* BEGIN Extracted text *

Can Religion be Racially Discriminatory?

The Supreme Court’s Ruling in JFS

 
When?
Wednesday 3 March 2010, 13.00
Where?
66MS03
Open to:
Public, Staff, Students
Speaker:
Ashley Bowes and Michael Connolly (University of Surrey)

The JFS (Jews Free Schools) are part of a growing number of faith schools in the UK. They are entitled, once oversubscribed, to select pupils who conform to their religion; in JFS’s case, Judaism. The JFS exercised an admissions policy based upon what the Office of the Chief Rabbi (OCR) considered to be Jewish. This test required that the Mother of a prospective pupil be either born Jewish, or had converted prior to the student’s birth to Judaism through an Orthodox Synagogue; pupils applying after oversubscription who did not meet this test were liable to be refused.  A thirteen year old boy, ‘M’, was refused entry to the North London JFS because his Mother had converted from Catholicism to Judaism after he was born at a progressive synagogue; a subsequent appeal to the Admissions Appeals Panel failed.

* END Extracted text *
* BEGIN Supplied data *

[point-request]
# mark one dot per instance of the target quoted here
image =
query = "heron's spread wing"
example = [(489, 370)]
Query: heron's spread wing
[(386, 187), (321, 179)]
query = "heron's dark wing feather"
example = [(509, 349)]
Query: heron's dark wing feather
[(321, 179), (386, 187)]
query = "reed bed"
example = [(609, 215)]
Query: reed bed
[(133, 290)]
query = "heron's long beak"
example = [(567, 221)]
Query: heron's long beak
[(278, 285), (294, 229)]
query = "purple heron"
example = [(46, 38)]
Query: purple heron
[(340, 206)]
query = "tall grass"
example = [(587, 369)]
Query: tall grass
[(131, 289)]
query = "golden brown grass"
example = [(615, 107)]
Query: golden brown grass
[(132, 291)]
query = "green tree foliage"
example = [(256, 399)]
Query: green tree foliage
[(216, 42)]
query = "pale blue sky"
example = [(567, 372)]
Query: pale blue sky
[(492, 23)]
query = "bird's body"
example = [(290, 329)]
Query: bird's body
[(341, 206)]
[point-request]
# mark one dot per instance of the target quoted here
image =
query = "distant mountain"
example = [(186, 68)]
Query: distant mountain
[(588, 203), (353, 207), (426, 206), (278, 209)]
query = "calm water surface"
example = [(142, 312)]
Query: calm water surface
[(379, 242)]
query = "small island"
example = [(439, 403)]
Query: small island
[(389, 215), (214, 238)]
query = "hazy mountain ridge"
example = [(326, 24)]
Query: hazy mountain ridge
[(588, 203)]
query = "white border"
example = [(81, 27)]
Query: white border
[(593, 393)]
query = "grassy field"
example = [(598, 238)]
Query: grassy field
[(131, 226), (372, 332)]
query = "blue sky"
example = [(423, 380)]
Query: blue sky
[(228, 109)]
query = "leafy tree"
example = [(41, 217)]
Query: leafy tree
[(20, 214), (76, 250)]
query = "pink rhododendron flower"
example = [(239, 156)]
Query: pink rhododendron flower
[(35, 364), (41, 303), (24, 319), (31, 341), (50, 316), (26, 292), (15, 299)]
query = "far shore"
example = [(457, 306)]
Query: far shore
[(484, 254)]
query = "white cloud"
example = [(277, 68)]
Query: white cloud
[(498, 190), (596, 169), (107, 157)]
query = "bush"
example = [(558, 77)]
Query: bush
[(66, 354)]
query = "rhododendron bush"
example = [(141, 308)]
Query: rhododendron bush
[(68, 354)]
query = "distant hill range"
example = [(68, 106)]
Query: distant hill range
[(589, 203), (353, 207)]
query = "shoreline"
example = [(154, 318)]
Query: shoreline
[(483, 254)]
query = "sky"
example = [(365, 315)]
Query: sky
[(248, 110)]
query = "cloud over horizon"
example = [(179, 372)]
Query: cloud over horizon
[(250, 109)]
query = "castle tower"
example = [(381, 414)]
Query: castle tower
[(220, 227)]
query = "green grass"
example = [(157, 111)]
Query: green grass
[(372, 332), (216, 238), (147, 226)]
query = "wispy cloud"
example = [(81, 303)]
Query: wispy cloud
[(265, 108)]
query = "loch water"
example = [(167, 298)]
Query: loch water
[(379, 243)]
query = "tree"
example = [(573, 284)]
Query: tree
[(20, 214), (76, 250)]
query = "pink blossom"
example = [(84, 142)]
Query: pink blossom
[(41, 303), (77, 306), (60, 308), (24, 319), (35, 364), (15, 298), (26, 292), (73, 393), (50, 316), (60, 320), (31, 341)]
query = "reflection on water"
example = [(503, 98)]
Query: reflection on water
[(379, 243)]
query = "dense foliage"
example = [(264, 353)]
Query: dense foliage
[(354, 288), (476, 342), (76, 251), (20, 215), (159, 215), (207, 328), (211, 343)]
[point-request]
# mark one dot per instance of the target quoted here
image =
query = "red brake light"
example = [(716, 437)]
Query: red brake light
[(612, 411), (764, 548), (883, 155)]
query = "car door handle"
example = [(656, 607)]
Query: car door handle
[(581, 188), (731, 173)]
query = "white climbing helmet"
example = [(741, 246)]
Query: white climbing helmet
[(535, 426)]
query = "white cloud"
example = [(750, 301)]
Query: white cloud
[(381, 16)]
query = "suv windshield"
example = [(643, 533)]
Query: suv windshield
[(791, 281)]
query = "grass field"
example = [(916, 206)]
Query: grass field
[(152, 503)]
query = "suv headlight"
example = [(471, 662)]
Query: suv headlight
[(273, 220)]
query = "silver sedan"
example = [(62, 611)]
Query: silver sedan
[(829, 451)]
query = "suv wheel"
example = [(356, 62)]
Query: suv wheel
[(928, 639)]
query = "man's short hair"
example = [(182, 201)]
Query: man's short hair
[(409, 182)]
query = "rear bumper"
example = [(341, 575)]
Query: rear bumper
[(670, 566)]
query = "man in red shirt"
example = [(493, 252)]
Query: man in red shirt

* END Supplied data *

* _What the task asks_
Reproduce the passage of the JFS ruling notice from "Can Religion be" up to and including "(University of Surrey)".

* _Final result_
Can Religion be Racially Discriminatory?

The Supreme Court’s Ruling in JFS

 
When?
Wednesday 3 March 2010, 13.00
Where?
66MS03
Open to:
Public, Staff, Students
Speaker:
Ashley Bowes and Michael Connolly (University of Surrey)